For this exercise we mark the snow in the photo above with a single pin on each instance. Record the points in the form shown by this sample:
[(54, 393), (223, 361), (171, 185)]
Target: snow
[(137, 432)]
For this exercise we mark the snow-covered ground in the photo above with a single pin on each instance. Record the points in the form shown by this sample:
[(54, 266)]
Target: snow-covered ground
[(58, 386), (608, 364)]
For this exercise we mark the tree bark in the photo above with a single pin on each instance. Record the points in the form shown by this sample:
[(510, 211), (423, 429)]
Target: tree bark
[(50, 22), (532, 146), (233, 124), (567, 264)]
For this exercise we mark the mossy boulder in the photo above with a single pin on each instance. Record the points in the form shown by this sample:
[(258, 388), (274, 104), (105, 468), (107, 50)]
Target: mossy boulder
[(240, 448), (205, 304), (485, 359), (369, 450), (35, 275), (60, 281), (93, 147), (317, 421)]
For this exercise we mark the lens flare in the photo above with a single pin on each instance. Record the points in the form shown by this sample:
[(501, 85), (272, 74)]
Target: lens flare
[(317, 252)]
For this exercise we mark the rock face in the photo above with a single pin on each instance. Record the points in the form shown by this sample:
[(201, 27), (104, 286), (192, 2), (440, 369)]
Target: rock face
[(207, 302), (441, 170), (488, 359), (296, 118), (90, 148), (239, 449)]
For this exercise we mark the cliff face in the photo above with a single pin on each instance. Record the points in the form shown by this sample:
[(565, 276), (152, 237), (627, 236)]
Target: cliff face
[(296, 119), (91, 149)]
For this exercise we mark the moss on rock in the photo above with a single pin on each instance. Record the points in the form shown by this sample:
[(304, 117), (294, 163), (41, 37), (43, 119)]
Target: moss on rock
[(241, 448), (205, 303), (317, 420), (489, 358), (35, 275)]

++++++++

### Task directions
Reproduce all of the material above, word for word and line for line, with no changes.

### Complete response
For this exercise we mark the snow in the photo above with a single pin on each instance. Record the points in the form shown by this sample:
[(54, 393), (223, 361), (171, 185)]
Target: snow
[(137, 432)]
For this exercise we mark the snow-covered ground in the photo above with a single pin on each instance. Record the points in the form shown by this sample:
[(54, 266)]
Target: snow-covered ground
[(58, 386), (608, 364)]
For this exercise we mark the tree bark in the photo above with a single pin on each instance. Record the points in the form shown by this sample:
[(510, 211), (423, 429)]
Target: tree bark
[(50, 22), (532, 146), (233, 124), (567, 264)]
For this exercise we mark the mossy boulder in the photo above with a single pin on each instance. Record the points in the form shown by this sample:
[(258, 388), (274, 104), (105, 468), (107, 50)]
Target: mossy boulder
[(240, 448), (205, 304), (485, 359), (369, 450), (35, 275), (60, 281), (93, 147), (317, 421)]
For this exercise we mark the lens flare in the photo above with a single pin on each instance. Record the points in the form shown by this sample:
[(501, 85), (272, 74)]
Target: lens flare
[(317, 252)]
For this exercise we mark the rock face in the photo above with a single pin on each instance. Record the points in the form shown by this sample:
[(201, 27), (104, 286), (192, 2), (440, 369)]
Target: rock face
[(207, 302), (441, 170), (488, 359), (296, 118), (90, 148), (239, 449)]
For this exercise we mark the cliff face in the photo above with a single pin on each instance. Record the points in the form shown by this sample:
[(565, 276), (152, 237), (627, 236)]
Target: cliff face
[(296, 119), (91, 149)]
For this exercise we mark the moss on rock in the photo above with a single pin on each instance. Record the points in the form shown by this sample:
[(304, 117), (294, 163), (41, 37), (43, 119)]
Target: moss on rock
[(241, 448), (205, 303), (317, 420), (489, 358), (35, 275)]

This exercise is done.